# Exercise requirements
Please count how many lines of the entries below contain the word "with". Give only the number.
--- Begin Records for this exercise ---
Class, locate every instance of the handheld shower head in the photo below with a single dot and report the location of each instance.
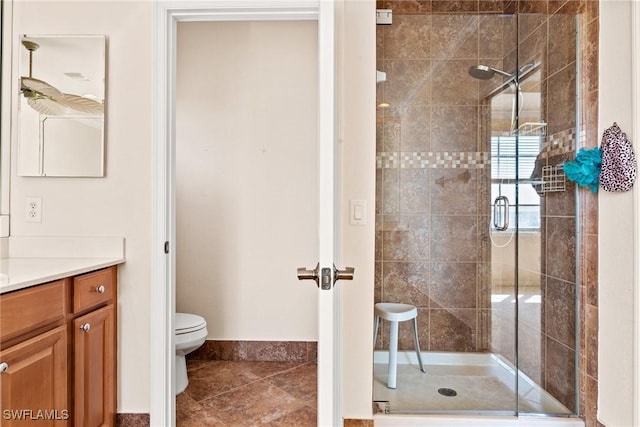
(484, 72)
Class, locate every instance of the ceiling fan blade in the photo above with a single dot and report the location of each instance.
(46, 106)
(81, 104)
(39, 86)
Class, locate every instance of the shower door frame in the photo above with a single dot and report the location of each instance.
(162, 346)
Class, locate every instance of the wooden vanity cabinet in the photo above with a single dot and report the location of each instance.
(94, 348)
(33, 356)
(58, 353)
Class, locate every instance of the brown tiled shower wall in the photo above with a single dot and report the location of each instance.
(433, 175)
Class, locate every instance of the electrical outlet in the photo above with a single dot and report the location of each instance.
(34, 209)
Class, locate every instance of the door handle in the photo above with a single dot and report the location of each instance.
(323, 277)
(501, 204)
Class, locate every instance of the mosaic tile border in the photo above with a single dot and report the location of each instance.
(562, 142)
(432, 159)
--- End Records for this exercise ---
--- Begin Records for this exercise ---
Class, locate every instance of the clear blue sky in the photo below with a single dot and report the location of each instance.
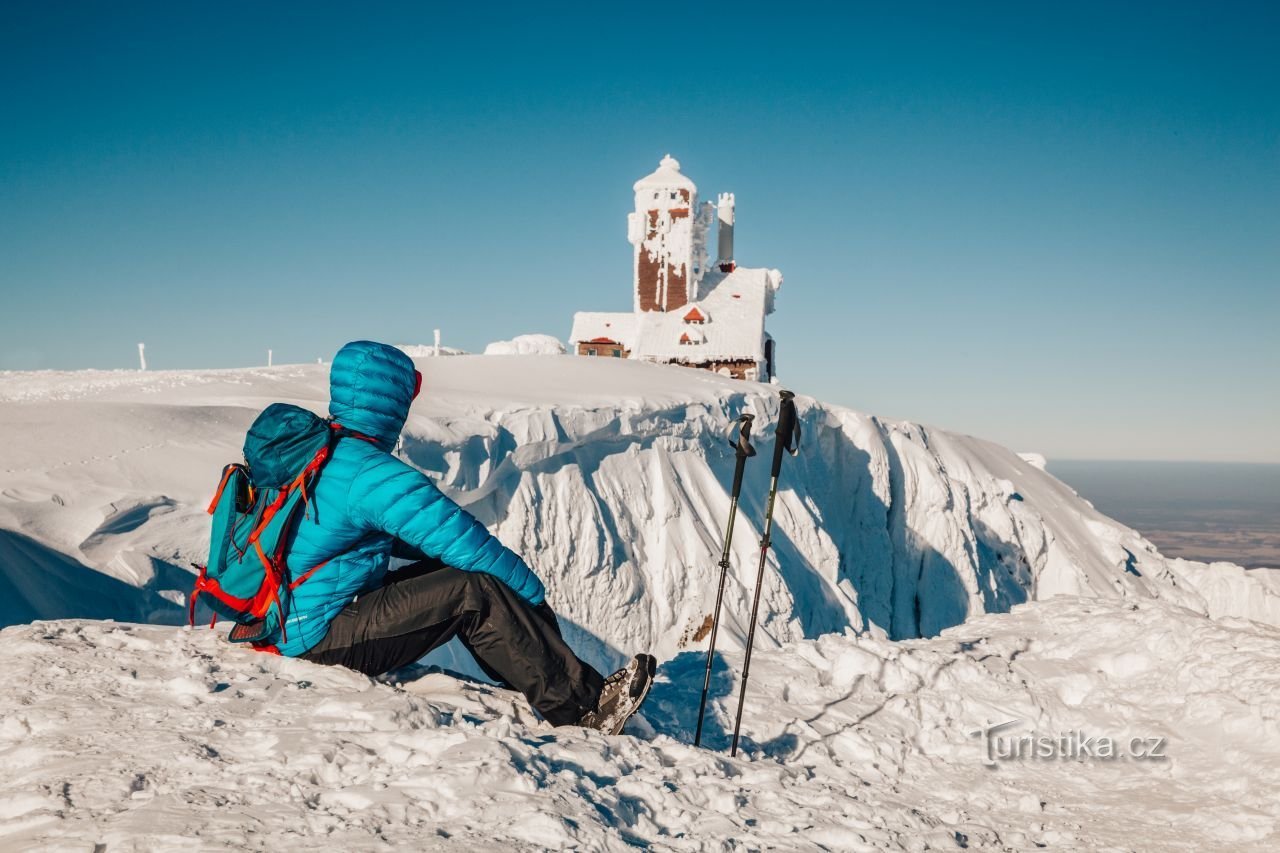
--- End Records for this exercise ---
# Full answer
9